- Work to be completed -
Starting at the line that contains "Lab microscope feed — the researcher is looking for the paved" and ending with the last of the entries, copy every line, requests included. Add 83 to each coordinate in the answers.

begin

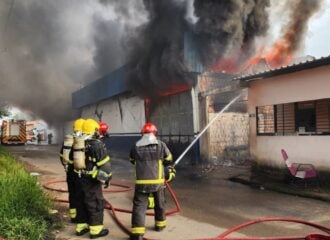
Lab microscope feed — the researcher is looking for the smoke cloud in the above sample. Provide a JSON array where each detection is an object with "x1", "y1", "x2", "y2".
[
  {"x1": 281, "y1": 0, "x2": 324, "y2": 53},
  {"x1": 0, "y1": 0, "x2": 322, "y2": 125},
  {"x1": 0, "y1": 0, "x2": 131, "y2": 125},
  {"x1": 194, "y1": 0, "x2": 269, "y2": 66},
  {"x1": 127, "y1": 0, "x2": 189, "y2": 98}
]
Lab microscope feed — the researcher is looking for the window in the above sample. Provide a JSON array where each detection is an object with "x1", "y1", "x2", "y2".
[
  {"x1": 295, "y1": 101, "x2": 316, "y2": 133},
  {"x1": 256, "y1": 99, "x2": 330, "y2": 135},
  {"x1": 257, "y1": 105, "x2": 275, "y2": 135}
]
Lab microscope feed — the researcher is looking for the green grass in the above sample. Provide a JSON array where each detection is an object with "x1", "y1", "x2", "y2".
[{"x1": 0, "y1": 147, "x2": 52, "y2": 240}]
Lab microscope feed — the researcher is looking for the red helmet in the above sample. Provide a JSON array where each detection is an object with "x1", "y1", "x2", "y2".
[
  {"x1": 141, "y1": 123, "x2": 157, "y2": 135},
  {"x1": 99, "y1": 122, "x2": 109, "y2": 136}
]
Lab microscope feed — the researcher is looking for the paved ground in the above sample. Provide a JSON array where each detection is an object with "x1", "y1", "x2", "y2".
[{"x1": 5, "y1": 146, "x2": 330, "y2": 240}]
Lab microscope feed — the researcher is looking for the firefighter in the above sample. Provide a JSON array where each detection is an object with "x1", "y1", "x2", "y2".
[
  {"x1": 60, "y1": 118, "x2": 85, "y2": 223},
  {"x1": 129, "y1": 123, "x2": 175, "y2": 240},
  {"x1": 73, "y1": 119, "x2": 112, "y2": 239},
  {"x1": 99, "y1": 122, "x2": 110, "y2": 138}
]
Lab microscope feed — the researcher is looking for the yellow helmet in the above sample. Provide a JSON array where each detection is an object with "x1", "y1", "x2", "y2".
[
  {"x1": 73, "y1": 118, "x2": 85, "y2": 132},
  {"x1": 82, "y1": 118, "x2": 100, "y2": 135}
]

end

- Solution to this problem -
Lab microscope feed — the researcher is looking for the paved ground in the above sample. Provide a JSON array where each detection is an object with "x1", "y1", "x2", "y2".
[{"x1": 88, "y1": 229, "x2": 413, "y2": 323}]
Lab microscope feed — the researcher is looking for the firefighter in the above sample. Provide a JSON array where each detection is an object with "x1", "y1", "x2", "y2".
[
  {"x1": 143, "y1": 201, "x2": 168, "y2": 306},
  {"x1": 212, "y1": 206, "x2": 258, "y2": 323},
  {"x1": 156, "y1": 202, "x2": 195, "y2": 322},
  {"x1": 182, "y1": 205, "x2": 193, "y2": 221}
]
Lab microscope feed — the researcher is looking for the yellow helmet in the above sample. Provide a JSON array where each detection is an object with "x1", "y1", "x2", "y2".
[
  {"x1": 156, "y1": 201, "x2": 168, "y2": 215},
  {"x1": 165, "y1": 201, "x2": 183, "y2": 218}
]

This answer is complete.